== What you have to do ==
Copy every line of the data below, from the line containing "the ukulele soundhole" through the line containing "[(283, 662)]", both included, and give only those lines. Multiply each coordinate in the answers by 2, rounding to whole numbers with halves rounded up, and leave all other numbers as they are.

== Stored rows ==

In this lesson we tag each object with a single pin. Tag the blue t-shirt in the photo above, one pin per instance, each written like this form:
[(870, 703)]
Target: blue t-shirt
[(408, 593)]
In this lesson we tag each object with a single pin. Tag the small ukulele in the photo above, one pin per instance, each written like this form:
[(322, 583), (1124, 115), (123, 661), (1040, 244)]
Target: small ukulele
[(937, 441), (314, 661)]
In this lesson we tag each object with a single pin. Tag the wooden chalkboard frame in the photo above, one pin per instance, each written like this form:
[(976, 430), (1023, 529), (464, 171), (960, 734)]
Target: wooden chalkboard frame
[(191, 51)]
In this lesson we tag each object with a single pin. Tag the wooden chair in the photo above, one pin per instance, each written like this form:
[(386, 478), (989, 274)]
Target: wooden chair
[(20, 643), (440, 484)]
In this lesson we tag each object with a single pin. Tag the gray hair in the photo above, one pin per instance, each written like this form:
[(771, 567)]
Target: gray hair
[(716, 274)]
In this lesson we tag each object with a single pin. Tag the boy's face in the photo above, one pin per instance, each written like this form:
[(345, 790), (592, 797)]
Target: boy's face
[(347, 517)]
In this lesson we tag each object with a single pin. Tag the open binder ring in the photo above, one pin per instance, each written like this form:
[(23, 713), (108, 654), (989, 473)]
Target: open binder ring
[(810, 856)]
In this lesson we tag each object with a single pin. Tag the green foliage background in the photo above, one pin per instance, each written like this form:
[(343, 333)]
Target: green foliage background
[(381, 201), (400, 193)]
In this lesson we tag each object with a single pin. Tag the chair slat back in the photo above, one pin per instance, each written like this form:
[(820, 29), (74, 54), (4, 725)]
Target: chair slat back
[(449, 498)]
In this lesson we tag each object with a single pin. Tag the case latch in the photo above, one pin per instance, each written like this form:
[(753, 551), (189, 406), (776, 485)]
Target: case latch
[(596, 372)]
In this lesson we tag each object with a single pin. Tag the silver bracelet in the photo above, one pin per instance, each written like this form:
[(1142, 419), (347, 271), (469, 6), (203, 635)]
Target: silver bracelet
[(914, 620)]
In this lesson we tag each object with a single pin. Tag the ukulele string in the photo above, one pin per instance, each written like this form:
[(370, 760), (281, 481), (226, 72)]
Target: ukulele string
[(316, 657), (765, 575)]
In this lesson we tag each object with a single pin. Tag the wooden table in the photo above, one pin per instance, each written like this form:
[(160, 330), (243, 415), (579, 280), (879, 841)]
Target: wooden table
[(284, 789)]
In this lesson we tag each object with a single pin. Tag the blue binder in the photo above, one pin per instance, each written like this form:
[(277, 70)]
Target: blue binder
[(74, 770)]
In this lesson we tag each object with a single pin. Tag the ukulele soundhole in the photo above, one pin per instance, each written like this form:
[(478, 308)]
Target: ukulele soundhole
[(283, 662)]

* * *

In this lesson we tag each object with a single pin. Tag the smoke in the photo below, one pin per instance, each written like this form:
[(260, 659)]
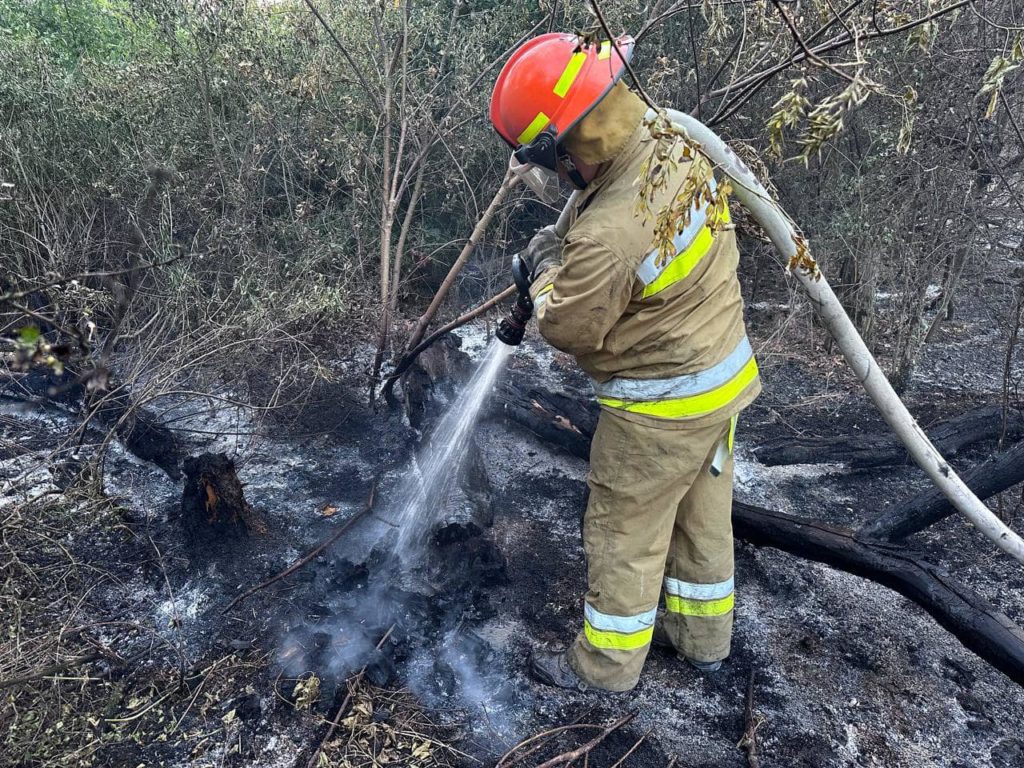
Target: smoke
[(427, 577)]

== Output for this task ==
In this lesson we tag each object with a single pin. Tag the ukulele soundhole in the photo above, one pin per instance, each written like this form:
[(478, 308)]
Target: ukulele soundhole
[(566, 1324)]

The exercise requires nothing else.